* **The problem**
Copy the lines starting at the one that contains "Trace the outline of every instance of the bare" and ending at the one that contains "[[47,129],[31,123],[14,93],[0,89],[0,136],[48,136]]", replacing "rock face" with "cliff face" and leaving everything else unchanged.
[START Raw data]
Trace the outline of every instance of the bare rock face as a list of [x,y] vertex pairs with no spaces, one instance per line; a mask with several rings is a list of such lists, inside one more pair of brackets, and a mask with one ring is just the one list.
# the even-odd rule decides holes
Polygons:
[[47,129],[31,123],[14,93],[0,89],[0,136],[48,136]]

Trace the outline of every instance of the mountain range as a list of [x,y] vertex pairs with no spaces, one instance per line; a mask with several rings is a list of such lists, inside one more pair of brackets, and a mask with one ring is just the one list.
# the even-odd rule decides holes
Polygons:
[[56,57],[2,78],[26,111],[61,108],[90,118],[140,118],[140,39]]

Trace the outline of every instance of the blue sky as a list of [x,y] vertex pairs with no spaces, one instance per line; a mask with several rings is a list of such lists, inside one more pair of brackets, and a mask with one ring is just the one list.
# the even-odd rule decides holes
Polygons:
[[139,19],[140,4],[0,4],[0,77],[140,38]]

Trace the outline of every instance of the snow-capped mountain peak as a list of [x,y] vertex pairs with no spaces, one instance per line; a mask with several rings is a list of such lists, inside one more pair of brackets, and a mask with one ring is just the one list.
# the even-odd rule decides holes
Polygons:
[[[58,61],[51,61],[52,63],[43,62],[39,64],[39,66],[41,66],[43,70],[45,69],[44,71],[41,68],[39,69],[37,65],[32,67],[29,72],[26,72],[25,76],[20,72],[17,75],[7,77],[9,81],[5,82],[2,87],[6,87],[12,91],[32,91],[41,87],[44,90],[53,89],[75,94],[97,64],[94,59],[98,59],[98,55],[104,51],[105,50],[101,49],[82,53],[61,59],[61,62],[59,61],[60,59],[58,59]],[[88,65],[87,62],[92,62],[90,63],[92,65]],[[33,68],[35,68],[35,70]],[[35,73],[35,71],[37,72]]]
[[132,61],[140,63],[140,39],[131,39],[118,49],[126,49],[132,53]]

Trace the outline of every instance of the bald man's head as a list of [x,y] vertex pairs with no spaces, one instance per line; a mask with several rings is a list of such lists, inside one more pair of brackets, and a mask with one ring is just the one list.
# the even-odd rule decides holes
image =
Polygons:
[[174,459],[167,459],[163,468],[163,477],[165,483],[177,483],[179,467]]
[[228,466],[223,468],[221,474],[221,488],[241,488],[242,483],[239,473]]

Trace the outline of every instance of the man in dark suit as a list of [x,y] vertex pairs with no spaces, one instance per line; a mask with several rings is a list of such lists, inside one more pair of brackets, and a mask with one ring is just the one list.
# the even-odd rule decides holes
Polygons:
[END Raw data]
[START Raw data]
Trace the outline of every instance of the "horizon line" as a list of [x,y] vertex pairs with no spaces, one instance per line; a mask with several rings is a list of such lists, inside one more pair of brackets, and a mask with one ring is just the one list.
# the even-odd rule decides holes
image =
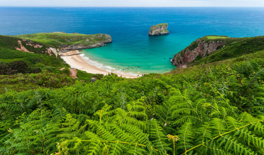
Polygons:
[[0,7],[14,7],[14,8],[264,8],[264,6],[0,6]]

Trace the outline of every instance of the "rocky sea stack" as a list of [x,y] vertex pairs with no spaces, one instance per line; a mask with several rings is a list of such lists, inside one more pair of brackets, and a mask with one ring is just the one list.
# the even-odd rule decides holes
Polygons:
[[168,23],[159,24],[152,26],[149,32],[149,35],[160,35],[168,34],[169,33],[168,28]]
[END Raw data]
* **Result of this exercise**
Trace the outline of every instance of the bare cliff face as a list of [x,y] vertex pairs with no spaces, one instance per line; a mask with several rings is a list of such lists, inside one more pair of brackets, and a mask with one ring is just the one list.
# the even-odd rule decides holes
Polygons:
[[47,129],[31,123],[14,93],[0,89],[0,136],[48,136]]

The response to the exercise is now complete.